**Aim of the task**. Return every line in the entries below that contains the word "sweater". Give each matching line in full.

* begin *

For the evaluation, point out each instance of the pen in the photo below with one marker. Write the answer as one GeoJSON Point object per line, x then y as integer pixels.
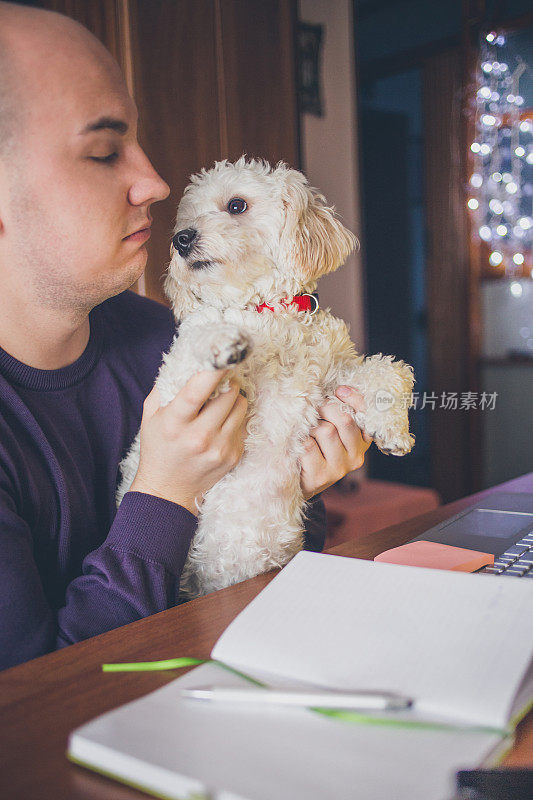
{"type": "Point", "coordinates": [347, 701]}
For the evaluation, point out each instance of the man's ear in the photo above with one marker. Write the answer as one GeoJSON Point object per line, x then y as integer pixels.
{"type": "Point", "coordinates": [313, 241]}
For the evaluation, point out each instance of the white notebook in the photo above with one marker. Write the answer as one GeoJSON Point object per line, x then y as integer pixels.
{"type": "Point", "coordinates": [460, 644]}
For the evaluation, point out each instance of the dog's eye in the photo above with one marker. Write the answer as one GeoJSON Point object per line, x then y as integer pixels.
{"type": "Point", "coordinates": [237, 205]}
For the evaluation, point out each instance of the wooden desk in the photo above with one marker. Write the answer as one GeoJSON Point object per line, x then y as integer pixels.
{"type": "Point", "coordinates": [43, 700]}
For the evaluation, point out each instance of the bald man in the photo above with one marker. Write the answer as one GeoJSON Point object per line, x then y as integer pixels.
{"type": "Point", "coordinates": [79, 355]}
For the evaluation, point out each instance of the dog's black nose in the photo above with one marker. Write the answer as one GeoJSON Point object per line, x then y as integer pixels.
{"type": "Point", "coordinates": [183, 241]}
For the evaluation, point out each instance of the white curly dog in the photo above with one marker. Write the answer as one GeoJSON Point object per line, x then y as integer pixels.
{"type": "Point", "coordinates": [247, 234]}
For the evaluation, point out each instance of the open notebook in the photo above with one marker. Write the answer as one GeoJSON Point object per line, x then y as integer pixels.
{"type": "Point", "coordinates": [460, 644]}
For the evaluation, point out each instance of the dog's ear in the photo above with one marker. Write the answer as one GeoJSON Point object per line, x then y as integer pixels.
{"type": "Point", "coordinates": [313, 240]}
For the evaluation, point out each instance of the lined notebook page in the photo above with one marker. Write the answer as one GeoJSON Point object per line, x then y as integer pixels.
{"type": "Point", "coordinates": [458, 643]}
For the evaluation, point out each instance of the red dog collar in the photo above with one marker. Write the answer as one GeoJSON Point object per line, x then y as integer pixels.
{"type": "Point", "coordinates": [305, 302]}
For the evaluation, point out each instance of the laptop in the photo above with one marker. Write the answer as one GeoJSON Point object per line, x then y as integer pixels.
{"type": "Point", "coordinates": [501, 524]}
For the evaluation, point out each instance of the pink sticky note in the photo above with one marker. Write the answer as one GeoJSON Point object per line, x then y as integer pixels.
{"type": "Point", "coordinates": [436, 556]}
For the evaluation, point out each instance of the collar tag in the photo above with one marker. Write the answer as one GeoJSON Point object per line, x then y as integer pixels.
{"type": "Point", "coordinates": [305, 302]}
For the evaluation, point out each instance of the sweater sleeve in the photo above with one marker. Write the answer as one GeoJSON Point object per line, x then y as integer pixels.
{"type": "Point", "coordinates": [315, 525]}
{"type": "Point", "coordinates": [134, 573]}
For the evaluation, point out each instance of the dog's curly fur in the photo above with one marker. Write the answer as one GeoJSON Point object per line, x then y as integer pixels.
{"type": "Point", "coordinates": [287, 361]}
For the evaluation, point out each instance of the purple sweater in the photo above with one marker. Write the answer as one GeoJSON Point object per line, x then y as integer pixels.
{"type": "Point", "coordinates": [71, 565]}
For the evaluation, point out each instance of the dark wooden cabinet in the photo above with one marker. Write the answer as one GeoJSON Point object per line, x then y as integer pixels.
{"type": "Point", "coordinates": [212, 79]}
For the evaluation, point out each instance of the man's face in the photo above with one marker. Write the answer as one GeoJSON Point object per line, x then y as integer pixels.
{"type": "Point", "coordinates": [77, 186]}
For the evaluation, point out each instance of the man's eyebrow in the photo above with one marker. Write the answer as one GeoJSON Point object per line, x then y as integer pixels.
{"type": "Point", "coordinates": [106, 123]}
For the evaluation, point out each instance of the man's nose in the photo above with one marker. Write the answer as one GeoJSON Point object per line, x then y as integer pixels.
{"type": "Point", "coordinates": [149, 187]}
{"type": "Point", "coordinates": [184, 240]}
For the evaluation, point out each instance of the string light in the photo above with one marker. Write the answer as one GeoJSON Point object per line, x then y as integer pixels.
{"type": "Point", "coordinates": [500, 193]}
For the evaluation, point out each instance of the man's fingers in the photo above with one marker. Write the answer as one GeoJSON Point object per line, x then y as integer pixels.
{"type": "Point", "coordinates": [195, 393]}
{"type": "Point", "coordinates": [348, 431]}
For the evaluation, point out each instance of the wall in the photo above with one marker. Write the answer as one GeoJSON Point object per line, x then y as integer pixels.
{"type": "Point", "coordinates": [329, 152]}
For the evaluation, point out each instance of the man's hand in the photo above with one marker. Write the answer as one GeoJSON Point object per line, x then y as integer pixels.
{"type": "Point", "coordinates": [191, 443]}
{"type": "Point", "coordinates": [335, 447]}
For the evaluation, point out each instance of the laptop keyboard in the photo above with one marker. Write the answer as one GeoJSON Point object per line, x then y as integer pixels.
{"type": "Point", "coordinates": [517, 561]}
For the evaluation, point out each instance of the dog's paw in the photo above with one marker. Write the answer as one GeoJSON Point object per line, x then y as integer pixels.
{"type": "Point", "coordinates": [396, 445]}
{"type": "Point", "coordinates": [229, 349]}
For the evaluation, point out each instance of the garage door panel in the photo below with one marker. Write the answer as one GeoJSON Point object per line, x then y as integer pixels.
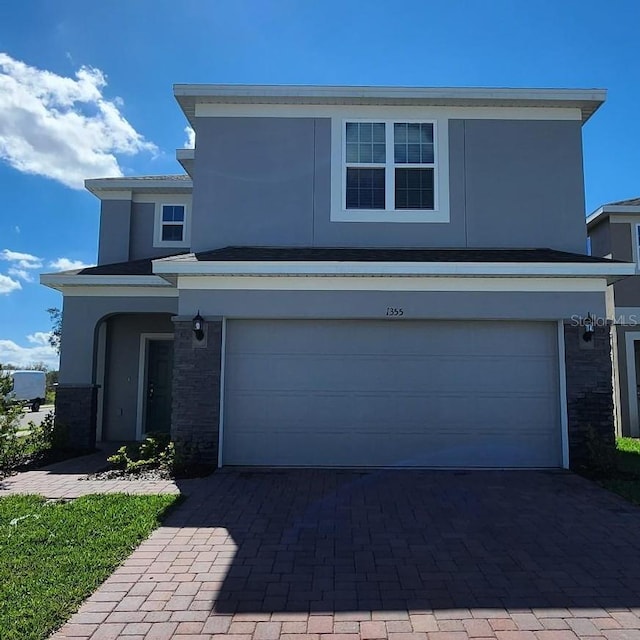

* end *

**Written solution**.
For the evaluation, point out each instance of the sweater sleeve in the photo above with one marker. Write the answer as one GeoJSON Point object per line, x then y as integer pixels.
For the evaluation, point out each instance of the purple sweater in the photo above with one marker. Write the answer as one GeoJSON Point object per line, x then y as integer pixels.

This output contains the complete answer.